Passage to read
★ ★ ★

BACKGROUND OF THE INVENTION

This invention relates to the art of making snow for ski resorts and the like. More particularly, it relates to improvements in snow-making apparatus so that large volumes of high quality snow can be produced where needed with minimal operator involvement.

Though the art of snow-making has been known for several decades, the application of the art to the business of making snow at ski resorts has presented many challenges. While it's a relatively simple matter to combine water and compressed air in such a manner as to produce, under controlled conditions, a uniform blanket of "high quality" snow (i.e. snow having a desirable moisture content), it's considerably more difficult to produce such snow on a mountan top where the terrain is steep, the winds shift and the temperature and humidity frequently undergo the type of change that affects the quality of the snow produced. For example, it is not uncommon to discover in the morning following a night of snow-making that, as a result of a wind shift or unexpected temperature rise, most of the artificial snow made has either been blown into the woods adjacent the ski trail intended for the deposit, or become so laden with moisture that the "slushy" deposit has frozen to a treacherous mass that, prior to skiing, must either be pulverized or covered over. In either case, most of the cost of the previous night's snow-making operation has been wasted.

To help cope with changing weather conditions so that the snow-making effort more closely matches the intended results, many ski resorts maintain large crews of equipment operators. Much of the time of these crews is occupied in tending the "snow-guns", i.e. the snow-making devices which combine water and compressed air in the requisite manner to produce a spray of ice crystals. Obviously, the spray of these guns should always be aimed in a direction to compensate for windage; otherwise, the snow deposit will miss its mark. Also, the ratio of the water and compressed air should always be set on the basis of the present temperature and relative humidity; otherwise, the snow consistency will be either too wet or too dry. As temperatures increase, for example, less water is needed to achieve a nominal snow consistency or quality. As described below, both of these tasks are relatively labor-intensive and, as as result, add considerably to the cost of snow-making.

★ ★ ★

Problems and tasks
1. From the snow-making background, return the passage starting at "BACKGROUND OF THE" and ending at "minimal operator involvement.".
2. Answer these questions about the snow-making background:
(a) What does a snow-gun combine to produce a spray of ice crystals?
(b) What two events does the text name as causes of a night's artificial snow being blown into the woods or becoming laden with moisture?
(c) As temperatures increase, is more or less water needed to achieve a nominal snow consistency?

Supplied information

★ ★ ★

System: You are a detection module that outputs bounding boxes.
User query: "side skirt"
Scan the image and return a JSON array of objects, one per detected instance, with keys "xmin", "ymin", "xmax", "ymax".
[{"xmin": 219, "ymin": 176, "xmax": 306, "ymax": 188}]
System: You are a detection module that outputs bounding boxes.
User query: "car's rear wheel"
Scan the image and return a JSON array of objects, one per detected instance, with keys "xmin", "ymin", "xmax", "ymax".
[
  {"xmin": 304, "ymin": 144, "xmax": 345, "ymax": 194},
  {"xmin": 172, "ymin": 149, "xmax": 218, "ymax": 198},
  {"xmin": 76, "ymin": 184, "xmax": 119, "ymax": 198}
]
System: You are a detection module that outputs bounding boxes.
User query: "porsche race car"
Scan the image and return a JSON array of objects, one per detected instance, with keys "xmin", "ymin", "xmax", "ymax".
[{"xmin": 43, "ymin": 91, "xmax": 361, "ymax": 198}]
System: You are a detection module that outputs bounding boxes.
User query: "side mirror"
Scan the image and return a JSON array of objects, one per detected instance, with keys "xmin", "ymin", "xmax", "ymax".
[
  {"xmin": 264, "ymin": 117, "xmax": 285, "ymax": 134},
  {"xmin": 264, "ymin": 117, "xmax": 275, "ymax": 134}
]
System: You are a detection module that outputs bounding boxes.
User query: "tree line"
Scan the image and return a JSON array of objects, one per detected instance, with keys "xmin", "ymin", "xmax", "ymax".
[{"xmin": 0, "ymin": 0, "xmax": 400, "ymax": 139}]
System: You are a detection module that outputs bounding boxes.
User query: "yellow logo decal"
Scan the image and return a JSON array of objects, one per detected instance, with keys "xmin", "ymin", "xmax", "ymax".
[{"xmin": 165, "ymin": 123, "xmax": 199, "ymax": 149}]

★ ★ ★

Task answers
1.
BACKGROUND OF THE INVENTION

This invention relates to the art of making snow for ski resorts and the like. More particularly, it relates to improvements in snow-making apparatus so that large volumes of high quality snow can be produced where needed with minimal operator involvement.

2.
(a) Water and compressed air.
(b) A wind shift or an unexpected temperature rise.
(c) Less water.